(Stored items)
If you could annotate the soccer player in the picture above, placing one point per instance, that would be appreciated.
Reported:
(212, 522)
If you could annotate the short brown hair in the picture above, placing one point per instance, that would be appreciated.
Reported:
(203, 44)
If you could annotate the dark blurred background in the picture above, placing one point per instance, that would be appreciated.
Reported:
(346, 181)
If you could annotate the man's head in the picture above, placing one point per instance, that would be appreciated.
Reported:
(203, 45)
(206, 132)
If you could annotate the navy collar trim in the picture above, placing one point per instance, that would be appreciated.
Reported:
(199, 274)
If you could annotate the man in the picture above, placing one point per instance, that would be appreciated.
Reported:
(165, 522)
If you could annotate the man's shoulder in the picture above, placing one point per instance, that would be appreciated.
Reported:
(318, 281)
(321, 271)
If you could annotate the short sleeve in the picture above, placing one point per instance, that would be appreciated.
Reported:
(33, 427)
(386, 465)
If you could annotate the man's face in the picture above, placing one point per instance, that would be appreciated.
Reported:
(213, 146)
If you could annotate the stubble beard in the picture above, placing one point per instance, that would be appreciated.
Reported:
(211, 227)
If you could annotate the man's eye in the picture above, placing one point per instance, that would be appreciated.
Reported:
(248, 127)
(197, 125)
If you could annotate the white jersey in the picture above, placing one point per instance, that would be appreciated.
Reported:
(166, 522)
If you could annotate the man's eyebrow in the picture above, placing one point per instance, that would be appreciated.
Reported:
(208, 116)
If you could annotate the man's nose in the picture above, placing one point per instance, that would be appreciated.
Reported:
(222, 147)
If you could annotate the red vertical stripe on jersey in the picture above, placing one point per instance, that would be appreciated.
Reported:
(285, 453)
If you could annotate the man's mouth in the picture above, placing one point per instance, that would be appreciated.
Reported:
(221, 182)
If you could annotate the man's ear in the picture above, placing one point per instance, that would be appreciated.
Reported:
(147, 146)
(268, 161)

__Aim of the task__:
Please show each line in the records above that contains "short".

__Reply__:
If you could annotate the short brown hair in the picture above, placing one point per instance, that would be appreciated.
If you could annotate the short sleeve in the picture above, placing one point per instance, that would be appreciated.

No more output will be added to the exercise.